TASK REQUIREMENTS:
Rewrite the items with "flower petal" changed to "rose petal" and every other word and number left as it is.

RECORDS PROVIDED:
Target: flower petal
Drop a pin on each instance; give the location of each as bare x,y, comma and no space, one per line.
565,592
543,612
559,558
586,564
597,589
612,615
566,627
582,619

RESPONSE TO THE EXERCISE:
Target: rose petal
Drop a pin on each instance; give the location of each as bare x,y, comma and no space, one per line.
565,592
543,612
559,558
586,564
597,589
612,615
566,627
582,619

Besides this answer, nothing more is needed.